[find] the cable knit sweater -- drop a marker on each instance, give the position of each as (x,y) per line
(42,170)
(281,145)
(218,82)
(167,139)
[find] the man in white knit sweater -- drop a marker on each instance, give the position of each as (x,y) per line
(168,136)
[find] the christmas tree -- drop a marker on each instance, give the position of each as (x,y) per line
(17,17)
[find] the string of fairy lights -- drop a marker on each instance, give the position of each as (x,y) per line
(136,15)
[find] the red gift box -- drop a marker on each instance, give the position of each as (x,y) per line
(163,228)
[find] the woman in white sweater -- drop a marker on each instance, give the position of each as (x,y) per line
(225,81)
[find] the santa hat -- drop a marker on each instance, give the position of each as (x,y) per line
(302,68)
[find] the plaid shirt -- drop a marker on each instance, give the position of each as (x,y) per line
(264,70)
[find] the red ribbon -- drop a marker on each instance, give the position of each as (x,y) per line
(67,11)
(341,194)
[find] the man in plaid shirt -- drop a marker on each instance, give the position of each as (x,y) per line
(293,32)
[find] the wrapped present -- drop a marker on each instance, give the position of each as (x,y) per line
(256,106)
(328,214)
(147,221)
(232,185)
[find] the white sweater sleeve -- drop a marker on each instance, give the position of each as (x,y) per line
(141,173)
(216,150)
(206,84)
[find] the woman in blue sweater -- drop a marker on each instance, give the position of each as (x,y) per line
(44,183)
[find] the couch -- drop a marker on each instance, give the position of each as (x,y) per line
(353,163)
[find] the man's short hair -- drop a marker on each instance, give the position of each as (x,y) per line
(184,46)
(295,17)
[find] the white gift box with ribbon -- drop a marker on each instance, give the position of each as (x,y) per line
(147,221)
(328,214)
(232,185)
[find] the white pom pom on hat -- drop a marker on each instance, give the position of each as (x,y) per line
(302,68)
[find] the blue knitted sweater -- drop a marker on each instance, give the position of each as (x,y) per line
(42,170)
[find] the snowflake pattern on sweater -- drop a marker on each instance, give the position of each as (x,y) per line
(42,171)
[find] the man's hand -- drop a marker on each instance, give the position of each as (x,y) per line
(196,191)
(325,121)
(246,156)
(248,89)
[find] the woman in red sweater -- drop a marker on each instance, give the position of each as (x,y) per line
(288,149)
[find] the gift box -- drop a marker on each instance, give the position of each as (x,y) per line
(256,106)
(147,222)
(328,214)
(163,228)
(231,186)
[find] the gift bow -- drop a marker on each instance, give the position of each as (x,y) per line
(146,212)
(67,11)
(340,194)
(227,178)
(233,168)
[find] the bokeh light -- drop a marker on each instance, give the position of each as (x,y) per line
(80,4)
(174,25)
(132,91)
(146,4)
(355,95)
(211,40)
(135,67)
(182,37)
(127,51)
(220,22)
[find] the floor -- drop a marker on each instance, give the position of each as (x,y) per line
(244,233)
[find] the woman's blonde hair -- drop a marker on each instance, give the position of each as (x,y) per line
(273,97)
==================================================
▸ **Written problem**
Switch "drop a marker" to "place a pin" everywhere it appears in the rows above, and reproduce every line with nothing else changed.

▸ **Answer for this exercise**
[find] the cable knit sweater -- place a pin on each instance, give the position of each as (x,y) per line
(42,170)
(281,145)
(218,82)
(167,139)
[find] the man in white knit sweater -- place a pin on each instance, give the position of each as (x,y) per line
(168,136)
[find] the christmas tree -- place a pin on each instance, give the position of each as (x,y) per line
(17,17)
[find] the string of fairy lights -- place a pin on each instance, give the position of each as (x,y) per line
(136,15)
[find] the red gift box -- place a pin on each instance, give the position of each as (x,y) per line
(163,228)
[find] the woman in white sweater -- place a pin on each instance, give the position of each as (x,y) per line
(225,81)
[find] the santa hat -- place a pin on each instance, give the position of each as (x,y) per line
(302,68)
[find] the plaid shirt -- place a pin on each instance, give the position of each as (x,y) per line
(264,70)
[find] the red ribbon -- place a pin on each instance, give the position of each as (x,y) per line
(67,11)
(341,194)
[find] the man in plaid shirt -- place a pin on each instance, give the position of each as (x,y) per line
(293,32)
[find] the wrapped present -- place a pin on each instance, give the position of each as (x,y) per line
(256,106)
(328,214)
(147,221)
(232,185)
[find] the white sweater sleeve -- place a pin on each instance, give the position of each as (x,y) per line
(141,173)
(216,150)
(206,84)
[find] the woman in blue sweater -- place a pin on each instance, give the position of each as (x,y) per line
(44,183)
[find] the couch -- place a pin on each instance, give the position of each as (x,y) per line
(353,163)
[find] the man's short hair -- place a pin on each instance, give the position of each as (x,y) per line
(184,46)
(295,17)
[find] the white gift box with ribbon -- place a pin on each instance, give the position of each as (x,y) per line
(147,221)
(328,214)
(232,185)
[find] the white pom pom on hat -- place a pin on each instance, give the position of each as (x,y) per line
(302,68)
[find] the blue knitted sweater -- place a pin on each instance, give the position of each as (x,y) per line
(42,170)
[find] the snowflake pattern on sweater -- place a pin on each instance, give the position of each as (x,y) per line
(42,171)
[find] the man's hand -- place a pin on each instance, give the position of each as (x,y) per line
(196,191)
(325,121)
(246,156)
(248,89)
[find] the woman in red sweater -- place a pin on each instance, give the position of each as (x,y) per line
(288,149)
[find] the gift box -- place a pin on each instance, give the position of each as (x,y) per line
(256,106)
(147,222)
(328,214)
(163,228)
(231,186)
[find] the gift bow -- place a pin on each instance, give the position of each as (x,y) per line
(146,212)
(67,11)
(340,194)
(227,178)
(233,168)
[find] the bokeh light -- place a pin on each instance, give the position of each as (x,y) per line
(80,4)
(174,25)
(132,91)
(146,4)
(355,95)
(211,40)
(135,67)
(182,37)
(127,51)
(220,22)
[find] the floor -- place a pin on each instance, give the position of each as (x,y) per line
(244,233)
[find] the woman's blonde hair -- place a pin on each instance, give the position of each as (x,y) per line
(273,97)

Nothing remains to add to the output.